───── GIVEN ENTRIES ─────

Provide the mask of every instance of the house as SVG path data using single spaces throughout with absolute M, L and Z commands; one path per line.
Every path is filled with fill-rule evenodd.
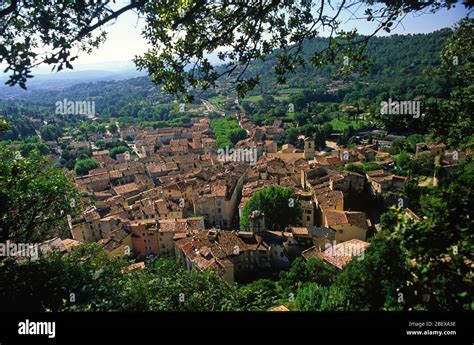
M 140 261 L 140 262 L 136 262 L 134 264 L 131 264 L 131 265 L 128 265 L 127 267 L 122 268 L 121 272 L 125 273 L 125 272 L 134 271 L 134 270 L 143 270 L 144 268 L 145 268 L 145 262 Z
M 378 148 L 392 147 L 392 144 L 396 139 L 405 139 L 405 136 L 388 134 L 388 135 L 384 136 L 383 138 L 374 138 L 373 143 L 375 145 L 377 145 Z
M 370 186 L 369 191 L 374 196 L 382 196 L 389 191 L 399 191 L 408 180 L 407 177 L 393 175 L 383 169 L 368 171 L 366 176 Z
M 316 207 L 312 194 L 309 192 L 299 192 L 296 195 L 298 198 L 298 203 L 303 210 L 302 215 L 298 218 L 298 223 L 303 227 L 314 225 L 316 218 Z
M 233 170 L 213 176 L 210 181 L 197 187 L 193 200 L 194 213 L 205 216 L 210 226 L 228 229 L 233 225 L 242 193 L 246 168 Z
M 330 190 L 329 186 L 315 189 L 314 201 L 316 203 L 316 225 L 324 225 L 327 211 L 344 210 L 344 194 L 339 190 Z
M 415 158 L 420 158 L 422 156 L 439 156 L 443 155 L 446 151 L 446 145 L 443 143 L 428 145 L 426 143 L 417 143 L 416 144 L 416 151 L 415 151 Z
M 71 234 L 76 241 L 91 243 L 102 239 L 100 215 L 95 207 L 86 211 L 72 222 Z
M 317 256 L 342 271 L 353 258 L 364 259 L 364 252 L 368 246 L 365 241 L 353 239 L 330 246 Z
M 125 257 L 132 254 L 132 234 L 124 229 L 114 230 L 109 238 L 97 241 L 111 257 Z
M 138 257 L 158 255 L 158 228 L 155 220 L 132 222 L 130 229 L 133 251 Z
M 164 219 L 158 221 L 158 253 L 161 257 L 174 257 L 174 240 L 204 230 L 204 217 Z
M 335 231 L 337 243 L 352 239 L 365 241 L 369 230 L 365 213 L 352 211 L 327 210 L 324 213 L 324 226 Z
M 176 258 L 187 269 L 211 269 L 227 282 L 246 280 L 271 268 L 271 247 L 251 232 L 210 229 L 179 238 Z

─────

* EXERCISE INSTRUCTIONS
Every line above must appear in the answer unchanged, and no picture may appear in it.

* SOLUTION
Provide the mask of every instance of the house as SVG path data using single spaces throughout with absolute M, L and Z commands; one path per line.
Every path is filled with fill-rule evenodd.
M 140 261 L 140 262 L 136 262 L 134 264 L 131 264 L 131 265 L 128 265 L 127 267 L 122 268 L 121 272 L 125 273 L 125 272 L 134 271 L 134 270 L 143 270 L 144 268 L 145 268 L 145 262 Z
M 378 148 L 392 147 L 392 144 L 396 139 L 405 139 L 405 136 L 388 134 L 388 135 L 384 136 L 383 138 L 374 138 L 373 143 L 375 145 L 377 145 Z
M 370 186 L 369 191 L 374 196 L 382 196 L 389 191 L 399 191 L 408 180 L 407 177 L 393 175 L 383 169 L 368 171 L 366 176 Z
M 316 207 L 312 194 L 309 192 L 299 192 L 296 195 L 298 198 L 298 203 L 303 210 L 302 215 L 298 218 L 298 223 L 303 227 L 314 225 L 316 218 Z
M 233 170 L 213 176 L 210 181 L 197 187 L 193 200 L 194 213 L 205 216 L 210 226 L 228 229 L 233 225 L 242 193 L 246 168 Z
M 330 190 L 329 186 L 315 189 L 314 201 L 316 203 L 316 225 L 324 225 L 327 211 L 344 210 L 344 194 L 339 190 Z
M 415 158 L 420 158 L 422 156 L 439 156 L 443 155 L 446 151 L 446 145 L 443 143 L 428 145 L 426 143 L 417 143 L 416 144 L 416 151 L 415 151 Z
M 71 234 L 76 241 L 91 243 L 102 239 L 100 215 L 95 207 L 86 211 L 72 222 Z
M 317 256 L 342 271 L 353 258 L 364 259 L 364 252 L 368 246 L 365 241 L 353 239 L 330 246 Z
M 125 257 L 132 254 L 132 234 L 124 229 L 114 230 L 109 238 L 97 241 L 111 257 Z
M 138 257 L 158 255 L 158 228 L 155 220 L 132 222 L 130 229 L 133 251 Z
M 164 219 L 158 221 L 158 253 L 161 257 L 174 257 L 174 240 L 204 230 L 204 217 Z
M 335 231 L 337 243 L 352 239 L 365 241 L 369 230 L 365 213 L 352 211 L 327 210 L 324 213 L 324 226 Z
M 176 258 L 187 269 L 211 269 L 227 282 L 246 280 L 271 268 L 271 247 L 251 232 L 210 229 L 179 238 Z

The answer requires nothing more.